# Goal
Starting at the line below that contains "[locate] wristband (give", print each line through the end of the records exactly as it appears.

● ● ● ● ●

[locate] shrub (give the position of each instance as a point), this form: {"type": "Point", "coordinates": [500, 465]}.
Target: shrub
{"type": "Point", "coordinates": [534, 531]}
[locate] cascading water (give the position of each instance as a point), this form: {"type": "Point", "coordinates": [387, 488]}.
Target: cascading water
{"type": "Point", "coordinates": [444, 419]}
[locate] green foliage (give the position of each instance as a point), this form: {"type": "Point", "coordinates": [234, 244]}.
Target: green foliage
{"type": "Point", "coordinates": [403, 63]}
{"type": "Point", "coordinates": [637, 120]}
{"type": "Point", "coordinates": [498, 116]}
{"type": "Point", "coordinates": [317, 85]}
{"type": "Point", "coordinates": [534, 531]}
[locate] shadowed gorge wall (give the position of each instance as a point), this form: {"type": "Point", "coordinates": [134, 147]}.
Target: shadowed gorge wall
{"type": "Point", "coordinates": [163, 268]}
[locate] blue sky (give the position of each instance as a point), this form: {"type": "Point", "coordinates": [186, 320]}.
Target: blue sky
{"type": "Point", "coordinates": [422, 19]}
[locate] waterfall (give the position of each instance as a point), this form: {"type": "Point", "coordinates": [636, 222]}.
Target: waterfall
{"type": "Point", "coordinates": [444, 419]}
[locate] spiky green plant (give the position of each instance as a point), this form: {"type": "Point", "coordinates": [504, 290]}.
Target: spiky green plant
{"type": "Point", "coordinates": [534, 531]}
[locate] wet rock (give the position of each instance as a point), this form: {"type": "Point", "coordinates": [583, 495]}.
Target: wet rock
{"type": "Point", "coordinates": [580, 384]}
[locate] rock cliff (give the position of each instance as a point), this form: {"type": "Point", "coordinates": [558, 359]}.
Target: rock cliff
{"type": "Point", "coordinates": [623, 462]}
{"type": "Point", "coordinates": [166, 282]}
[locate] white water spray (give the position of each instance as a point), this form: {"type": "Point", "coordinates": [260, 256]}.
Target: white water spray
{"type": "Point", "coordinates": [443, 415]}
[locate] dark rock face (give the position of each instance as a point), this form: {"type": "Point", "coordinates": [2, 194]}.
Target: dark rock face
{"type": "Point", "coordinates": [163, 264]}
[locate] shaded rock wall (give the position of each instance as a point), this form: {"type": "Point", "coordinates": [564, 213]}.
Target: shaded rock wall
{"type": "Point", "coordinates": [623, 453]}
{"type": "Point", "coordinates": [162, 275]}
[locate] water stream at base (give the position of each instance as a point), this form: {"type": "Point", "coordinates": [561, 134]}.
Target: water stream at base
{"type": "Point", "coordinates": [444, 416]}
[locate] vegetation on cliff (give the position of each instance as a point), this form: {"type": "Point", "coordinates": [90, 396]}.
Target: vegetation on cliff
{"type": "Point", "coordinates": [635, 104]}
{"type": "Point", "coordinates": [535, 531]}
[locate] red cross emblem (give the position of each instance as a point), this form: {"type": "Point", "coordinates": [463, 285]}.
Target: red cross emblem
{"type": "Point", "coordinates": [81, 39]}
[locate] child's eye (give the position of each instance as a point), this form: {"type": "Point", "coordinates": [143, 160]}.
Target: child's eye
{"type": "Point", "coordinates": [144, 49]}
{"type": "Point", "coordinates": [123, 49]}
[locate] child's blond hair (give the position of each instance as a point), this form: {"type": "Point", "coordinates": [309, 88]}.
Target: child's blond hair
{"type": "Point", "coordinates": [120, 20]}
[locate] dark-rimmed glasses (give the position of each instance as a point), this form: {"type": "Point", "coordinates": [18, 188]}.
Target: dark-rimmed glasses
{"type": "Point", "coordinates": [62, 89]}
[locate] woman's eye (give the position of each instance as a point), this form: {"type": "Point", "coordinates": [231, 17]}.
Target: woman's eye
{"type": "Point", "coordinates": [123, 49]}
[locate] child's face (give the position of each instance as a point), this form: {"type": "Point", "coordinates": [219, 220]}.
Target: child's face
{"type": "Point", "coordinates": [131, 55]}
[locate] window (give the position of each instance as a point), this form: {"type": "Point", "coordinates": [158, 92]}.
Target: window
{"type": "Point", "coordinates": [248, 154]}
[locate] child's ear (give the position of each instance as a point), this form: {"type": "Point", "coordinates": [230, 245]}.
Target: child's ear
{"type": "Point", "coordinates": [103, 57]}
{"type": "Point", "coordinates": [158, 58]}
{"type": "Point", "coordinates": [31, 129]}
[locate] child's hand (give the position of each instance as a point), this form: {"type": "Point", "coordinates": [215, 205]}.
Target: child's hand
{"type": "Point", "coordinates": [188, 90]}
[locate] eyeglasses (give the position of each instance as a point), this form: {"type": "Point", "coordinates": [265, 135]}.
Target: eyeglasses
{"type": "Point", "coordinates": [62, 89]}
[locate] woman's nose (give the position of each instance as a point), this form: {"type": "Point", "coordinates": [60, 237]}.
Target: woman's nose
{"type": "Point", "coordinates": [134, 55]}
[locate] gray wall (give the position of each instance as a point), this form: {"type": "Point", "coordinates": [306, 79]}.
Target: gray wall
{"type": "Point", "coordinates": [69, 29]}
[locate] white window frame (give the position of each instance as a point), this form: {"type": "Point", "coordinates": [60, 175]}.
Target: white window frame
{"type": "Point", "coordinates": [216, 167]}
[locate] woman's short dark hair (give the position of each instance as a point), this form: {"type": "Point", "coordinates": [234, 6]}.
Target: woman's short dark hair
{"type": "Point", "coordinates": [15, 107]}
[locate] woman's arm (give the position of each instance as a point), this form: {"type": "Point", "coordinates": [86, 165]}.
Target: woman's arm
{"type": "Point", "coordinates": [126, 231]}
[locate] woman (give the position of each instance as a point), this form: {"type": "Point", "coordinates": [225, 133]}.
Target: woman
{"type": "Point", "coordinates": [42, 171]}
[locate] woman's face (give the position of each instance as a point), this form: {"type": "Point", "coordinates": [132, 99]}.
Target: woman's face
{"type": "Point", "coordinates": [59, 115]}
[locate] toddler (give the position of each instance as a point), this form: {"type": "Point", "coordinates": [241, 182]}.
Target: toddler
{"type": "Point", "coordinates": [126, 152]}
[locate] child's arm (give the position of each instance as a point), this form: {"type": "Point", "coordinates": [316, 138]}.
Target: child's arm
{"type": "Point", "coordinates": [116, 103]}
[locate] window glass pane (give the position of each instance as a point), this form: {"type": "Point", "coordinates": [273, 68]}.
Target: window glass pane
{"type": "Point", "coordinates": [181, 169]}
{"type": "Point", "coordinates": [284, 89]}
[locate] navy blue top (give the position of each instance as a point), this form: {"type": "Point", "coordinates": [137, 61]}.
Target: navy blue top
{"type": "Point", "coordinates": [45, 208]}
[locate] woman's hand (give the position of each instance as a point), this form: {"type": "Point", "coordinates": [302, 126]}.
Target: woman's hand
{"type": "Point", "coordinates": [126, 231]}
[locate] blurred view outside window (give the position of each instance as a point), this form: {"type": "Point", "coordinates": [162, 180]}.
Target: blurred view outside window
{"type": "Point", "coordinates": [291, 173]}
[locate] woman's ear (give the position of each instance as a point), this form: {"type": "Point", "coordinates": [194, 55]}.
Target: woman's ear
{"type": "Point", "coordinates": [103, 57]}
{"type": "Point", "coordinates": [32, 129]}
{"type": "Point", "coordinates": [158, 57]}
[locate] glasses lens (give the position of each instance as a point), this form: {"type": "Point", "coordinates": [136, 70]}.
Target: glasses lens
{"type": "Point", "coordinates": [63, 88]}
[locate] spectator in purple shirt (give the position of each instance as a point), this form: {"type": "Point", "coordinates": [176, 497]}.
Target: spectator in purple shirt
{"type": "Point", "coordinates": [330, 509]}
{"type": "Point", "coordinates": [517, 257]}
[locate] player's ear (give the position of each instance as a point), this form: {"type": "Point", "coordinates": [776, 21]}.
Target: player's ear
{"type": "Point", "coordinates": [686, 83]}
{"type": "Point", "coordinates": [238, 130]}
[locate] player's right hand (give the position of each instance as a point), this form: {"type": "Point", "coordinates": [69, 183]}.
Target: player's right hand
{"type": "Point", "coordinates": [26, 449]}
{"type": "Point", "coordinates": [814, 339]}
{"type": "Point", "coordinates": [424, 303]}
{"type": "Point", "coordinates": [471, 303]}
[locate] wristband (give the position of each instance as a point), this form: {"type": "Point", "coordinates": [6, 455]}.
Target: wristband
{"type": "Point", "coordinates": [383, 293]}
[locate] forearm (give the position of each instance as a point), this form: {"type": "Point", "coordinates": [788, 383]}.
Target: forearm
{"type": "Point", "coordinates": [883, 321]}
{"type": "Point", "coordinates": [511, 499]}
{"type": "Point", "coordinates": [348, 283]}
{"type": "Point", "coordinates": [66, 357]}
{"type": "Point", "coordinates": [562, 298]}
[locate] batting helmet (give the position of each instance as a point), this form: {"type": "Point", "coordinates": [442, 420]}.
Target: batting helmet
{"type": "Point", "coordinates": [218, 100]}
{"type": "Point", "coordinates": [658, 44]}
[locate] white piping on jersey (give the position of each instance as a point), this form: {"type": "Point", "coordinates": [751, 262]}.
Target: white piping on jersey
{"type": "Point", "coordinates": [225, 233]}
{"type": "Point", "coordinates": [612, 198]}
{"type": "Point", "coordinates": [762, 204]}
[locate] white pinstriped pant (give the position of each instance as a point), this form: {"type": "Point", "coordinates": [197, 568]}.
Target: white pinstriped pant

● ● ● ● ●

# Final result
[locate] wristband (give the position of each instance as a point), this form: {"type": "Point", "coordinates": [6, 455]}.
Target: wristband
{"type": "Point", "coordinates": [383, 293]}
[locate] forearm (give the position of each instance as a point), this form: {"type": "Point", "coordinates": [788, 383]}.
Target: forearm
{"type": "Point", "coordinates": [883, 321]}
{"type": "Point", "coordinates": [511, 499]}
{"type": "Point", "coordinates": [348, 283]}
{"type": "Point", "coordinates": [66, 357]}
{"type": "Point", "coordinates": [562, 298]}
[locate] batting helmet (give the position of each instance as a point), this form: {"type": "Point", "coordinates": [442, 420]}.
Target: batting helmet
{"type": "Point", "coordinates": [218, 100]}
{"type": "Point", "coordinates": [658, 44]}
[locate] white piping on jersey (give the position of each instance as a point), this form: {"type": "Point", "coordinates": [751, 262]}.
Target: white piping on jersey
{"type": "Point", "coordinates": [225, 233]}
{"type": "Point", "coordinates": [612, 198]}
{"type": "Point", "coordinates": [762, 204]}
[locate] white pinstriped pant (give the position of each instance as a point), this form: {"type": "Point", "coordinates": [197, 568]}.
Target: white pinstriped pant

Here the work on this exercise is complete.